**Material provided:**
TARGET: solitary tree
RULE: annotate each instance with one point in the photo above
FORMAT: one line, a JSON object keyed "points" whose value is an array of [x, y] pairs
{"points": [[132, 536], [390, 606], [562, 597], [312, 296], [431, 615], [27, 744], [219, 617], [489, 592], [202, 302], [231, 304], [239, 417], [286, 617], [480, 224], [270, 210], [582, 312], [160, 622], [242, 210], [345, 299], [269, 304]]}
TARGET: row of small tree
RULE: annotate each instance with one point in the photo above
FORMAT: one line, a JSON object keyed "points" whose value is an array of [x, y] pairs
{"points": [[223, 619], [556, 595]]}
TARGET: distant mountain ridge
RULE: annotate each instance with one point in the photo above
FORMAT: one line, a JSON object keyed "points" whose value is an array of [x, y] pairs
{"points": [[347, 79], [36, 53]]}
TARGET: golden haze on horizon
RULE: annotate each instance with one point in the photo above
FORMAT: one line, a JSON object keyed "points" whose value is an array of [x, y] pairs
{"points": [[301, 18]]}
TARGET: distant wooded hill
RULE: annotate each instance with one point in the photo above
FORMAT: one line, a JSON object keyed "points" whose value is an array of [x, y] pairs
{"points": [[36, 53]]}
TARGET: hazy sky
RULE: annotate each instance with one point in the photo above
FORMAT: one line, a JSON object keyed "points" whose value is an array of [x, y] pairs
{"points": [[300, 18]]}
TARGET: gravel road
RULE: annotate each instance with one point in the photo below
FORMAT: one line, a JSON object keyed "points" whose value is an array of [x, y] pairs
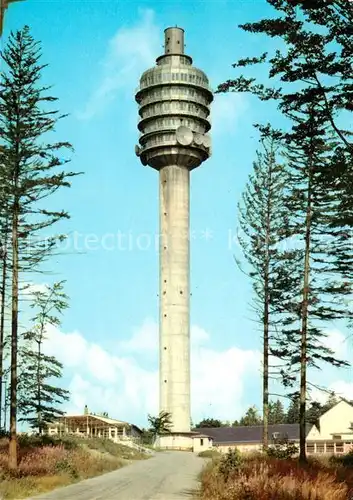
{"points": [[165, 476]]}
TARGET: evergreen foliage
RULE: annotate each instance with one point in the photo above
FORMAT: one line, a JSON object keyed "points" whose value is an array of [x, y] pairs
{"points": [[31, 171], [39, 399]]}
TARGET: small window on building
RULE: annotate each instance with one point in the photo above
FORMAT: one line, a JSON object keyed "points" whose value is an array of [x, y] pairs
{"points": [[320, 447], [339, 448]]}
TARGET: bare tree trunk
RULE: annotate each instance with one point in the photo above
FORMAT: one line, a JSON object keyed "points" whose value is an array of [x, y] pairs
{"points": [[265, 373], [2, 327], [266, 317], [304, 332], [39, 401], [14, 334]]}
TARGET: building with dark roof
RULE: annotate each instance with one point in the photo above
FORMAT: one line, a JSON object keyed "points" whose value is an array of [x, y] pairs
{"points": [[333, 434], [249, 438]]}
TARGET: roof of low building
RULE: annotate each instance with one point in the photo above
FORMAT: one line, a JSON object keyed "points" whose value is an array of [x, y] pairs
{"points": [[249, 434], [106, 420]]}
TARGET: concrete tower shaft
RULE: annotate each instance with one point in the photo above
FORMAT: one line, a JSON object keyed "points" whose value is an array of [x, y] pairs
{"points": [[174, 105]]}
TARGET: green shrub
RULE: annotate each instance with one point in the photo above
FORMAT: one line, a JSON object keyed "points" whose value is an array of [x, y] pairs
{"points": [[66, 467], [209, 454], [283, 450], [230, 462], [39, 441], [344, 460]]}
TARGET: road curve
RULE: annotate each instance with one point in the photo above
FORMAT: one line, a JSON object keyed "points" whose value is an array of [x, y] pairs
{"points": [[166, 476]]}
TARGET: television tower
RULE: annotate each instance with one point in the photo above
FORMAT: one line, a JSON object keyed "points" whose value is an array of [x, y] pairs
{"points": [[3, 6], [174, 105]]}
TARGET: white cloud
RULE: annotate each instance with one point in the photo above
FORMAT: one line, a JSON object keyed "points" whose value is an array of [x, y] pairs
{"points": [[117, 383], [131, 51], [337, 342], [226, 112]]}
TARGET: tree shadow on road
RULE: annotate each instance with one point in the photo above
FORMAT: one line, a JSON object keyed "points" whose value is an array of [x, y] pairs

**Required work:**
Write out exactly the lines from the line holding "TARGET: concrete tower shaft" through the last line of the data, and nothing besides those lines.

**Exercise answer:**
TARGET: concrete tower shaft
RULE: annotate each instance with one point in the photo above
FORMAT: one line, a JSON object keyed "points" whose value is an array of [x, y] pairs
{"points": [[174, 105]]}
TARGET: green shrub
RULE: annotate each instance with one point in the photo above
FORMAT: one line, a JSON object keyed "points" whose value is an array of [x, y] pairs
{"points": [[66, 467], [209, 454], [283, 450], [230, 462], [39, 441], [344, 460]]}
TARGET: road curve
RULE: annotate each instance with one point in the photo above
FORMAT: one line, a JSON object keyed "points" whose value is an array of [x, y] pairs
{"points": [[166, 476]]}
TARGET: television tower
RULE: annotate each instance with one point in the photo above
FORMAT: one line, a JSON object keyed "points" whose value is an array of [x, y] pairs
{"points": [[3, 6], [174, 105]]}
TARGET: white cloud
RULE: annotate each instance with one point in the photo above
FORMAT: one line, a JSON object keyed "points" whose value is an array of [x, y] pairs
{"points": [[117, 383], [131, 51], [337, 342], [226, 112]]}
TARGET: tree shadow on road
RULE: annotate each instance with one point in the photo above
FORMAT: one line, a JSON object keyed "points" whose value is an array of [x, y] pairs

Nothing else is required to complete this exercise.